Control of Error

Definition (Montessori → ML)

  • In Montessori education, “control of error” means materials are designed so that learners can detect and correct their own mistakes without adult intervention (instant feedback, self‑correction, independence).

  • In Compitum, we design the routing process with built‑in, mechanistic signals that expose errors and enable self‑correction without an external judge model.

Mechanisms (Implemented)

  • Feasibility and Diagnostics

    • Hard constraints (capabilities + AxB ≤ b) enforce compliance by construction; approximate local shadow prices are reported for auditing (src/compitum/constraints.py:36).

  • Ambiguity Detection

    • Boundary condition using utility gap, softmax entropy, and uncertainty flags close calls for optional deferral (src/compitum/boundary.py:19).

  • Calibrated Uncertainty

    • Utility variance aggregates calibrated component quantiles and distance variance (src/compitum/energy.py:33).

  • Stable Adaptation

    • Lyapunov‑inspired trust‑region control (EMA + integral) caps update sizes; SPD metric updates maintain positive definiteness (src/compitum/control.py:15; src/compitum/metric.py:23,39,106).

  • Certification

    • Each decision emits a routing certificate with all signals for immediate inspection (src/compitum/router.py:25,80).

Formal Properties (Operational)

  • Detect: boundary flag is predictive of higher regret than non‑boundary on average.

  • Comply: constraint violation rate ≈ 0 by construction (report empirical rate).

  • Correct: after drift/ambiguity spikes, trust‑region updates reduce a surrogate energy within K steps in practice.

  • Certify: certificates contain sufficient fields to audit detection and correction per decision.

Control‑of‑Error Index (CEI)

____________________

**Questions**
a) According to the Compitum control-of-error page, what does each routing decision emit?
b) Please continue the Compitum control-of-error page, starting under its final heading.

____________________

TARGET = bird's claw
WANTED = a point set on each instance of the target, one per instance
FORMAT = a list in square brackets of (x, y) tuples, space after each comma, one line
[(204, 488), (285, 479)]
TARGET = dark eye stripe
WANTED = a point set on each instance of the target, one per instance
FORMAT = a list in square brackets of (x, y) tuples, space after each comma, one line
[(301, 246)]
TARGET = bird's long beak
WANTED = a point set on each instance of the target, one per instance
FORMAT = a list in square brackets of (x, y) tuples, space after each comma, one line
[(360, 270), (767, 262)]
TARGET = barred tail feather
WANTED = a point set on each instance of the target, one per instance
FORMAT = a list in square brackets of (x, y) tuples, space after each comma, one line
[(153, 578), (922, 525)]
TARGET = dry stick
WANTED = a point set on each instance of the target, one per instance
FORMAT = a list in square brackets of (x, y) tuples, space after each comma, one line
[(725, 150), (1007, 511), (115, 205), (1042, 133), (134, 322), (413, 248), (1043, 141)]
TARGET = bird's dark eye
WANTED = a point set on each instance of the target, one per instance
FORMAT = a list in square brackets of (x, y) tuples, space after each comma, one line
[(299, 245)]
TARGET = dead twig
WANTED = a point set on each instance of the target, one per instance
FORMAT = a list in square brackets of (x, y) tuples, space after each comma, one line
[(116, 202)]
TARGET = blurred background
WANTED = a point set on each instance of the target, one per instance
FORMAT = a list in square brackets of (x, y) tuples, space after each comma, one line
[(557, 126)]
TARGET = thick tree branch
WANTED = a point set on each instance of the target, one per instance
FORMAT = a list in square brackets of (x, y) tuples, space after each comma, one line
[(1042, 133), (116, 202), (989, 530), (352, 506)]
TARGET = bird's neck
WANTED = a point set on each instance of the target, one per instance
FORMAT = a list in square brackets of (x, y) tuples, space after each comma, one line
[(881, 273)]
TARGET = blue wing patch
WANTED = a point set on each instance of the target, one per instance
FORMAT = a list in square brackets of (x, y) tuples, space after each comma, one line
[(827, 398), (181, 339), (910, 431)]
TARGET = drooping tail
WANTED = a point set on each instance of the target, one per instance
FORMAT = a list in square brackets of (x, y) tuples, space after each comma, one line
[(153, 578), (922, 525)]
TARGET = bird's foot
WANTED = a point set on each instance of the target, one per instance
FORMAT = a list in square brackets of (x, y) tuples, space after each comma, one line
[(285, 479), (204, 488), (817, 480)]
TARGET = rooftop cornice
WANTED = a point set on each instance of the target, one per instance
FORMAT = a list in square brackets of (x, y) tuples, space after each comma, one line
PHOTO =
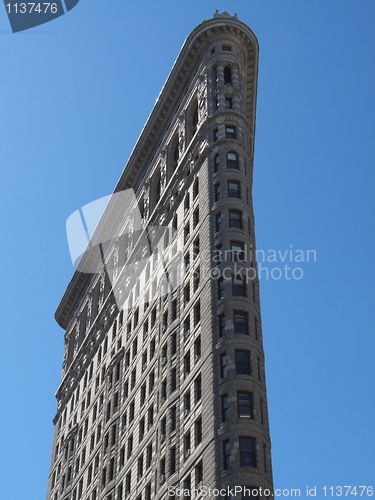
[(185, 66)]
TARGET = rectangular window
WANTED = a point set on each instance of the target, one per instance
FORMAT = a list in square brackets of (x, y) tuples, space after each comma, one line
[(237, 251), (173, 379), (245, 404), (239, 286), (196, 279), (187, 363), (217, 192), (220, 288), (187, 293), (247, 452), (149, 455), (128, 482), (226, 455), (230, 132), (216, 163), (197, 313), (232, 160), (173, 344), (243, 363), (198, 431), (234, 189), (173, 415), (224, 408), (172, 460), (218, 222), (198, 388), (197, 348), (187, 444), (235, 219), (196, 248), (141, 429), (196, 217), (187, 326), (187, 402), (164, 389), (240, 322), (174, 309), (223, 365), (152, 348), (140, 466), (222, 325), (130, 446)]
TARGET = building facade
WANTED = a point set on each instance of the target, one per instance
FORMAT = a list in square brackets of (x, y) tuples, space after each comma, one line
[(166, 386)]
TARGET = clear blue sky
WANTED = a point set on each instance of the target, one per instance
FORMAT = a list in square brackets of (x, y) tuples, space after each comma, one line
[(74, 96)]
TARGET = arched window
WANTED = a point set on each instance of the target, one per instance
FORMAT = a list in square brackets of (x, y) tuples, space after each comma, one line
[(232, 160), (227, 75)]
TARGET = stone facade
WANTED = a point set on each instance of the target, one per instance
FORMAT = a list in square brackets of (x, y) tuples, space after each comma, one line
[(172, 392)]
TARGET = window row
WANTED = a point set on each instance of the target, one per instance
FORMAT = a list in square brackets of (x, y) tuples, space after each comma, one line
[(240, 324), (243, 364)]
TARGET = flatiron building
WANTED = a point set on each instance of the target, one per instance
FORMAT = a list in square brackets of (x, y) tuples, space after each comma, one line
[(163, 381)]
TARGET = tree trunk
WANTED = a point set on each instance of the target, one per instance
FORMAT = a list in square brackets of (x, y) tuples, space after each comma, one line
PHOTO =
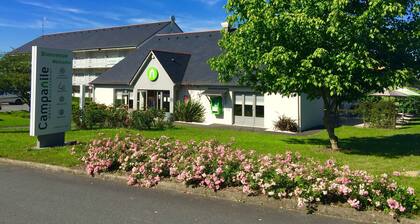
[(330, 120)]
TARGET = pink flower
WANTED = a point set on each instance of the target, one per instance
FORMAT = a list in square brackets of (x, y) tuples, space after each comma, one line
[(396, 173), (393, 204), (410, 191), (354, 203), (343, 189), (301, 202), (219, 171), (401, 208)]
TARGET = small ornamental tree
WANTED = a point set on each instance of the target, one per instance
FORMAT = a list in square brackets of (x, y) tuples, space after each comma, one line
[(15, 75), (337, 50)]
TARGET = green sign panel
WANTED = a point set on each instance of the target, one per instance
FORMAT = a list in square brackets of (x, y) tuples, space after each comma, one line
[(216, 105), (152, 73)]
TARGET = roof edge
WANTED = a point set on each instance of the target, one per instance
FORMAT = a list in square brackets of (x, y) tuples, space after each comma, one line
[(106, 28)]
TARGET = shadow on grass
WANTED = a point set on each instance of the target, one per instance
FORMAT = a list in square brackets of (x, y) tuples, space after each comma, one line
[(387, 146)]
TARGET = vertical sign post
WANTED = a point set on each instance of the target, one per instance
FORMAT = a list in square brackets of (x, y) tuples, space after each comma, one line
[(51, 88)]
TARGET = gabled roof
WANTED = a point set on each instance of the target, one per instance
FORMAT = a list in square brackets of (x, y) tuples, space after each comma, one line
[(113, 37), (201, 46), (174, 64)]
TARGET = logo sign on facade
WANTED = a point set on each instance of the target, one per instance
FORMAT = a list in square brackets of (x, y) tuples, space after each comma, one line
[(152, 73), (51, 87)]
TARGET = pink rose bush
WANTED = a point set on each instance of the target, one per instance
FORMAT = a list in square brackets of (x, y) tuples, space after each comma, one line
[(216, 166)]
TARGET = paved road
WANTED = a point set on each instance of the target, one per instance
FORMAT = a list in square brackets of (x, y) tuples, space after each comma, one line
[(33, 196)]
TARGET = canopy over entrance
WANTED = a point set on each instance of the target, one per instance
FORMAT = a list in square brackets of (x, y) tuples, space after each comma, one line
[(400, 92), (215, 92)]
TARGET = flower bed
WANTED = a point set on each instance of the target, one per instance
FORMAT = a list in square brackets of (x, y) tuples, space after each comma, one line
[(217, 166)]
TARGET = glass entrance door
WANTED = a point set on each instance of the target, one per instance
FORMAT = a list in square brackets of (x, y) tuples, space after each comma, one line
[(158, 99)]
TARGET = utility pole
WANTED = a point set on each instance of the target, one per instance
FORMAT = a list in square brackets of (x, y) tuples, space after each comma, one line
[(44, 19)]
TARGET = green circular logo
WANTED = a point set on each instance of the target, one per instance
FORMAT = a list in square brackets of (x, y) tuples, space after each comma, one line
[(152, 73)]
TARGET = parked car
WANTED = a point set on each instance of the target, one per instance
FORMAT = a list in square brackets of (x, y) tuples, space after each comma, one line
[(10, 98)]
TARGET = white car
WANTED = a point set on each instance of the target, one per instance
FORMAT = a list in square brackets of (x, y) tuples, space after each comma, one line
[(10, 98)]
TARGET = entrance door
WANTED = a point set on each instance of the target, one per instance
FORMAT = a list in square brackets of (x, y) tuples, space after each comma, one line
[(249, 109), (158, 99)]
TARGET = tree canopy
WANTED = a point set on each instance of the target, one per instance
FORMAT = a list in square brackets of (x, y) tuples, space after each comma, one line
[(15, 75), (337, 50)]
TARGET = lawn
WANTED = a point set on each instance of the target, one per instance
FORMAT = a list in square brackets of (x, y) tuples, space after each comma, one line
[(374, 150)]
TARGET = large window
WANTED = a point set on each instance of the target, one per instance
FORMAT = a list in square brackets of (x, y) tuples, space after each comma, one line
[(237, 110), (153, 99), (124, 97), (249, 105), (259, 106)]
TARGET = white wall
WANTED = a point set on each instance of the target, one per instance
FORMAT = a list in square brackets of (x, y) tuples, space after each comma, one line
[(104, 95), (197, 94), (276, 105), (163, 82), (311, 112)]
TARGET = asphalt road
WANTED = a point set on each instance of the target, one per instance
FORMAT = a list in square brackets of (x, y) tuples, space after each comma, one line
[(34, 196)]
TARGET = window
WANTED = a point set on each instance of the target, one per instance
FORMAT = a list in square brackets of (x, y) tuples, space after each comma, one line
[(123, 97), (259, 106), (237, 110), (166, 101), (249, 105), (249, 102)]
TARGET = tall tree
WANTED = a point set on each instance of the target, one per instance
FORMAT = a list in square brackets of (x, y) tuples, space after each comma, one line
[(337, 50), (15, 75)]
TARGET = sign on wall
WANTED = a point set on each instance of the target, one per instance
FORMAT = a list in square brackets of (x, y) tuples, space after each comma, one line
[(152, 73), (51, 88)]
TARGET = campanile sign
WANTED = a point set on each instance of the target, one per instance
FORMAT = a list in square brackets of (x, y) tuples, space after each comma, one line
[(51, 87)]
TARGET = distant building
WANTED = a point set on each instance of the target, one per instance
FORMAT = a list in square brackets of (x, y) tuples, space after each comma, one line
[(96, 51), (155, 65)]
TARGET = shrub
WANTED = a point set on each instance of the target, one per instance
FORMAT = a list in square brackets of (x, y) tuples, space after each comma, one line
[(190, 111), (216, 166), (118, 117), (409, 105), (379, 114), (92, 116), (149, 119), (100, 116), (286, 124)]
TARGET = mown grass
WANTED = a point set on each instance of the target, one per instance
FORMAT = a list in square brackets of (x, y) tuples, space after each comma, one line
[(13, 119), (374, 150)]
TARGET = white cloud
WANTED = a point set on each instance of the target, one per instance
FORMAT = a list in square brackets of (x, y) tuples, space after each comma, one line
[(189, 24), (36, 24), (53, 7), (142, 20), (210, 2)]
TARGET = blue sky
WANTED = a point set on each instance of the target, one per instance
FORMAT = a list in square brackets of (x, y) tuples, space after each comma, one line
[(21, 20)]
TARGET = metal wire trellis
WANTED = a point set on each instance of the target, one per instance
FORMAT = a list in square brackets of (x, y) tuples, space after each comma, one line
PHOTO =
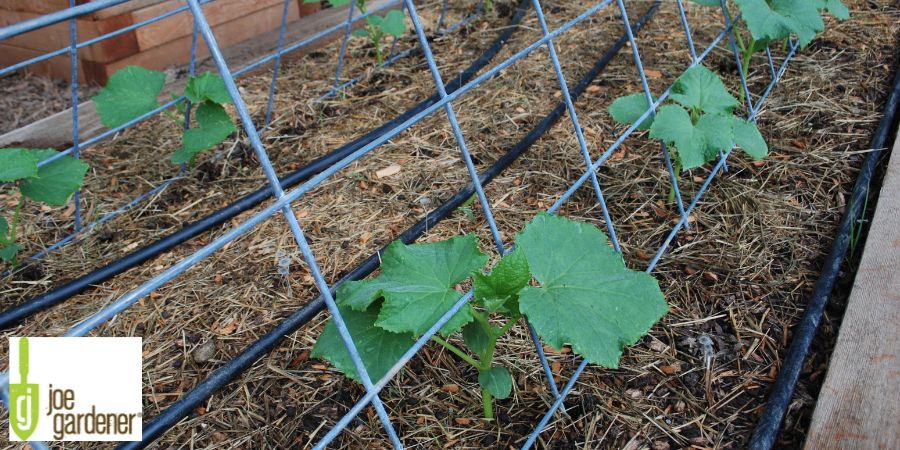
[(283, 200), (78, 143)]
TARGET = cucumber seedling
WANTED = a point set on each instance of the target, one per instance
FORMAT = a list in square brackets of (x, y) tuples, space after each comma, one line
[(377, 27), (563, 276), (133, 91), (698, 122), (53, 184), (773, 20)]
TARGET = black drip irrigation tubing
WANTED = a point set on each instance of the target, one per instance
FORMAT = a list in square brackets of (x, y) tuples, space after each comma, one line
[(185, 405), (22, 311), (767, 429)]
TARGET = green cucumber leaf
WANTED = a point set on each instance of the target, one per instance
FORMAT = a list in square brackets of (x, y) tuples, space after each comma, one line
[(379, 349), (417, 283), (54, 182), (587, 297), (499, 291), (8, 252), (778, 19), (476, 339), (208, 86), (394, 23), (497, 381), (129, 93), (628, 109), (17, 163), (214, 125), (699, 88)]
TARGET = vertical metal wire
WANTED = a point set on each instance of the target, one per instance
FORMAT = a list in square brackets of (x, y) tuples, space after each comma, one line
[(344, 42), (277, 63), (73, 86), (275, 185), (454, 124), (673, 177)]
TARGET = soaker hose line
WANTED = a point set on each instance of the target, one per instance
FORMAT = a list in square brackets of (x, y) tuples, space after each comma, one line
[(17, 313), (233, 368), (776, 407)]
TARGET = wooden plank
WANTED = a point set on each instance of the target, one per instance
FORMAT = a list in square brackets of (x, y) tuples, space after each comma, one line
[(57, 67), (180, 25), (859, 404), (55, 131), (178, 52), (49, 6), (56, 36)]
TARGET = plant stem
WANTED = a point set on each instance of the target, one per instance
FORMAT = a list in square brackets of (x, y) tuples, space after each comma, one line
[(456, 351), (488, 404), (15, 223), (14, 226)]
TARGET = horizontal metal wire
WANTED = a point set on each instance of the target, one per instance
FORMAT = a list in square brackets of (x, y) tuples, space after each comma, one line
[(284, 199)]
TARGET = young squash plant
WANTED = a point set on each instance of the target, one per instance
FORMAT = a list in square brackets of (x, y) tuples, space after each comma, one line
[(563, 276), (51, 184), (377, 27), (698, 122), (133, 91), (773, 20)]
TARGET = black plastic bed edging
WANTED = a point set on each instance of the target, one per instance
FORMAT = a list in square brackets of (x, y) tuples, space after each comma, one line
[(185, 405), (19, 312), (767, 429)]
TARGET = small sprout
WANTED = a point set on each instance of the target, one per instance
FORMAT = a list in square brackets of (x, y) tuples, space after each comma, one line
[(707, 350), (284, 269), (584, 296), (133, 91), (52, 184), (377, 27)]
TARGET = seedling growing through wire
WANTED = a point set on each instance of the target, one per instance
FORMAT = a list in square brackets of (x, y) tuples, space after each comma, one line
[(773, 20), (133, 91), (377, 27), (52, 184), (699, 122), (573, 287)]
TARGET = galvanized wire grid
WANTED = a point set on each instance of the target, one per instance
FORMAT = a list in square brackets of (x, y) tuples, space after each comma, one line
[(285, 199)]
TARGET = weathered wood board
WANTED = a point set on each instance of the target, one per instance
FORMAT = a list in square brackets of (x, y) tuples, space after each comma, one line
[(55, 131), (859, 404)]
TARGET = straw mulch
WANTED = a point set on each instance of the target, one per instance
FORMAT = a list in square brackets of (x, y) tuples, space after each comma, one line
[(741, 275)]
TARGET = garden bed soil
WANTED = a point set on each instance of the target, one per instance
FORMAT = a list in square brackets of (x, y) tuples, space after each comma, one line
[(740, 275)]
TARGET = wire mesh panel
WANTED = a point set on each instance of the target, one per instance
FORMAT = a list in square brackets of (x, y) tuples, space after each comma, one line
[(593, 160)]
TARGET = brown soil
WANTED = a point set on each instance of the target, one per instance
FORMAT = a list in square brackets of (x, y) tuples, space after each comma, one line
[(741, 275)]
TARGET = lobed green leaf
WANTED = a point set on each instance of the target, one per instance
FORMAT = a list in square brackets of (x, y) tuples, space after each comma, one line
[(208, 86), (214, 125), (778, 19), (56, 181), (587, 297), (17, 163), (417, 284), (379, 349), (394, 23), (499, 291), (129, 93), (700, 89)]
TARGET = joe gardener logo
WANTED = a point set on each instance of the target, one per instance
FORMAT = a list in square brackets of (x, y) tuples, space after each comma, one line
[(23, 398), (75, 389)]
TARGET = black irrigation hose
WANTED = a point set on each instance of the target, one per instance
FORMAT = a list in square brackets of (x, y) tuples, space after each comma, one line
[(767, 429), (60, 294), (225, 374)]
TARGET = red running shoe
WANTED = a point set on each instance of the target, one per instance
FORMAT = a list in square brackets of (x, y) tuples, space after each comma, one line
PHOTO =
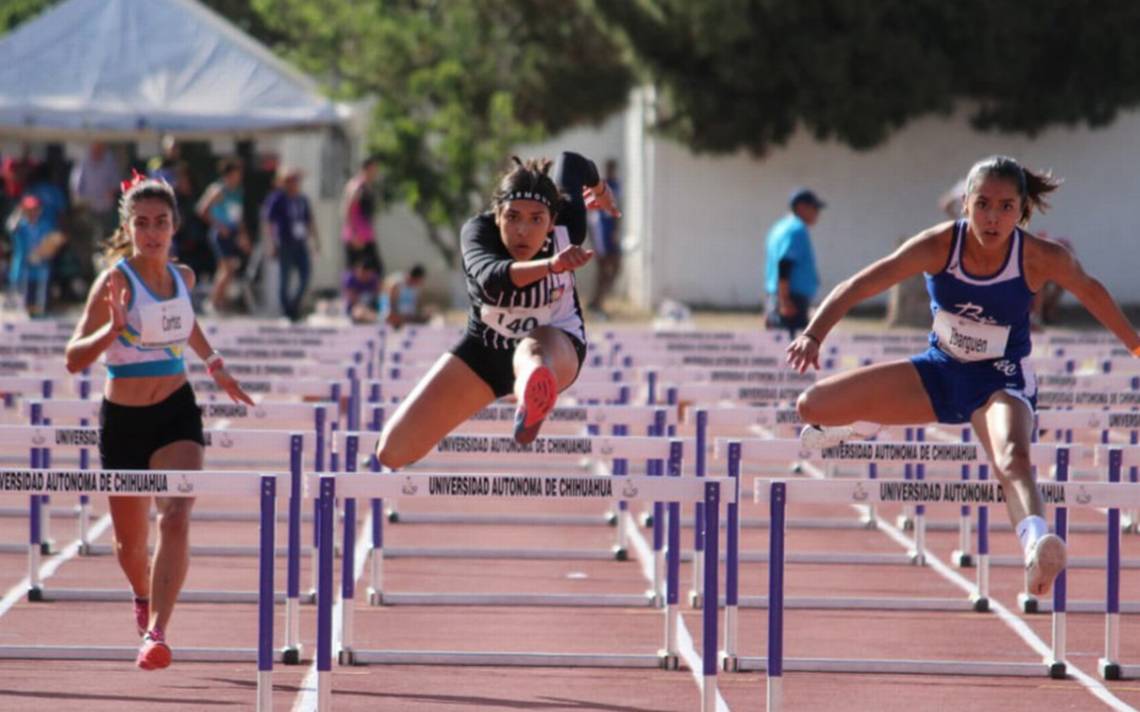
[(538, 398), (141, 614), (154, 654)]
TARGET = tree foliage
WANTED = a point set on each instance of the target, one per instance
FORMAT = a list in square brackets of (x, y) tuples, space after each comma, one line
[(746, 73), (456, 84)]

____________________

**Expected responses**
a) A routing certificate containing all signals for immediate inspection.

b)
Define CEI as a normalized summary of four measurable components (higher is better):

  1. Deferral quality: PR/ROC of boundary flag predicting top‑q regret units (or regret > τ).

  2. Calibration: monotone trend of uncertainty buckets vs. absolute regret (reliability curve score).

  3. Stability: regret reduction (or bounded change) around trust‑radius shrink events (pre/post windows).

  4. Compliance: 1 − violation rate.

Usage

  • Compute from existing evaluation CSVs and certificate dumps; no judge model required.

  • Report CEI alongside regret and win‑rate at fixed WTP to evidence instantaneous, judge‑free feedback quality.

  • Helper script:

python tools\analysis\cei_report.py ^
  --input data\rb_clean\eval_results\<latest-compitum-csv>.csv ^
  --out-json reports\cei_report.json ^
  --out-md reports\cei_report.md

Options: --topq 0.1 for top‑quantile high‑regret labeling (default) or --tau <value> for an absolute threshold.

Notes

  • Shadow prices are approximate local diagnostics via finite‑difference viability; they are reported only and do not influence selection.

  • The coherence prior is KDE log‑density in whitened space; its influence is bounded by clipping and a small weight β_s.